Extracted records:

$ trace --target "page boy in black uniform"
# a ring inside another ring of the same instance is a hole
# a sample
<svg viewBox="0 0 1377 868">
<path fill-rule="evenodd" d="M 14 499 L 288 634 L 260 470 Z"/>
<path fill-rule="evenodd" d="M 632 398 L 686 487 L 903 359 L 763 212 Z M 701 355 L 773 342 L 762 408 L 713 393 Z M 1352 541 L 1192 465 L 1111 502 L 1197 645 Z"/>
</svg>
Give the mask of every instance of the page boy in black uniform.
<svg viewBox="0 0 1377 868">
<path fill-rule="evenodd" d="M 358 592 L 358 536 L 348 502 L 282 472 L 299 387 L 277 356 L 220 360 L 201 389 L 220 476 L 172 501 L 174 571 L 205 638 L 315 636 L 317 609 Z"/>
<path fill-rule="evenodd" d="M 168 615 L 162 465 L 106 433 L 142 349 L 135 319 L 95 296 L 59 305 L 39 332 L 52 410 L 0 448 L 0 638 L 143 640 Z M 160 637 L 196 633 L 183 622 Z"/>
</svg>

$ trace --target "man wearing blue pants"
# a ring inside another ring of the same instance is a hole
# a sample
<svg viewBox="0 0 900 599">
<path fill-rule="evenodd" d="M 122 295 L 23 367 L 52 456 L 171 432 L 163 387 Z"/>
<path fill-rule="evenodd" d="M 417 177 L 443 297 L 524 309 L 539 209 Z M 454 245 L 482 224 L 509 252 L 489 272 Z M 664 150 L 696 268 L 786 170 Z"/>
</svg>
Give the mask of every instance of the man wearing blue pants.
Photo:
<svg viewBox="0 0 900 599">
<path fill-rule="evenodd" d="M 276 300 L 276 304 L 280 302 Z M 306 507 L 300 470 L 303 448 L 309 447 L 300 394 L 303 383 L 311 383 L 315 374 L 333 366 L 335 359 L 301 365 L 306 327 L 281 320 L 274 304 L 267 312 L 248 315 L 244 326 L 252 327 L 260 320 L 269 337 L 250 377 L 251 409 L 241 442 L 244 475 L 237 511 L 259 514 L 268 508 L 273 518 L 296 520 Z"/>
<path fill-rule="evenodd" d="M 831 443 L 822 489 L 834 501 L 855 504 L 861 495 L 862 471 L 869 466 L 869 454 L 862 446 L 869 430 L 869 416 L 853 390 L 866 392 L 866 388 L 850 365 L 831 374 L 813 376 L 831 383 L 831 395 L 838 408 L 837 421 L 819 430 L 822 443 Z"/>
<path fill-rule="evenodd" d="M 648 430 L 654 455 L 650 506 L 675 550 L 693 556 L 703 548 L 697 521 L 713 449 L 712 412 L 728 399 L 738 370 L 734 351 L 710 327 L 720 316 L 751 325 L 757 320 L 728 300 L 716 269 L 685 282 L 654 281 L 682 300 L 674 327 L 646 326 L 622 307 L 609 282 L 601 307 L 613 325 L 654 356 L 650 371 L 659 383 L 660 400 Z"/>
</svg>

Required work:
Rewrite all of the lines above, swapping "man wearing blue pants" for "man in blue jeans" and leaving everything else unchanged.

Task solution:
$ trace --target "page boy in black uniform"
# a ring inside another ring of the same instance is a hole
# a sample
<svg viewBox="0 0 1377 868">
<path fill-rule="evenodd" d="M 14 499 L 288 634 L 260 470 Z"/>
<path fill-rule="evenodd" d="M 632 398 L 686 487 L 903 359 L 763 212 Z M 701 355 L 773 342 L 762 408 L 713 393 Z M 1352 541 L 1192 465 L 1111 502 L 1197 645 Z"/>
</svg>
Give the mask of every instance of the page boy in black uniform.
<svg viewBox="0 0 1377 868">
<path fill-rule="evenodd" d="M 358 592 L 358 536 L 348 502 L 282 472 L 299 387 L 277 356 L 220 360 L 201 389 L 220 476 L 172 501 L 174 571 L 205 638 L 315 636 L 317 609 Z"/>
<path fill-rule="evenodd" d="M 168 615 L 162 465 L 106 433 L 142 349 L 135 319 L 95 296 L 59 305 L 39 332 L 52 410 L 0 448 L 0 638 L 143 640 Z M 160 637 L 196 633 L 183 622 Z"/>
</svg>

$ trace --target "man in blue jeans"
# a ring inside another ring of the same instance is a hole
# a sample
<svg viewBox="0 0 900 599">
<path fill-rule="evenodd" d="M 122 295 L 23 367 L 52 456 L 171 432 L 163 387 Z"/>
<path fill-rule="evenodd" d="M 417 177 L 443 297 L 524 309 L 539 209 Z M 454 245 L 482 224 L 509 252 L 489 272 Z M 664 150 L 696 268 L 786 170 Z"/>
</svg>
Give the mask of every instance of the man in blue jeans.
Photo:
<svg viewBox="0 0 900 599">
<path fill-rule="evenodd" d="M 276 300 L 276 304 L 280 302 Z M 306 507 L 300 470 L 303 448 L 309 447 L 300 394 L 303 383 L 311 383 L 315 374 L 333 366 L 335 359 L 301 365 L 306 327 L 281 320 L 274 304 L 267 312 L 248 315 L 244 326 L 252 327 L 260 320 L 269 337 L 250 377 L 251 409 L 241 442 L 244 475 L 237 511 L 259 514 L 268 508 L 273 518 L 296 520 Z"/>
<path fill-rule="evenodd" d="M 831 443 L 822 489 L 834 501 L 855 504 L 861 495 L 862 471 L 869 466 L 869 454 L 862 446 L 869 430 L 869 416 L 853 390 L 866 392 L 866 388 L 850 365 L 831 374 L 813 376 L 831 383 L 831 395 L 838 408 L 837 421 L 819 430 L 822 443 Z"/>
<path fill-rule="evenodd" d="M 648 430 L 654 455 L 650 506 L 675 550 L 693 556 L 703 548 L 697 521 L 713 449 L 712 412 L 728 399 L 738 370 L 734 351 L 710 327 L 720 316 L 751 325 L 757 320 L 728 300 L 716 269 L 685 282 L 654 281 L 682 300 L 674 327 L 646 326 L 622 307 L 609 282 L 601 307 L 613 325 L 654 356 L 650 371 L 659 383 L 660 400 Z"/>
</svg>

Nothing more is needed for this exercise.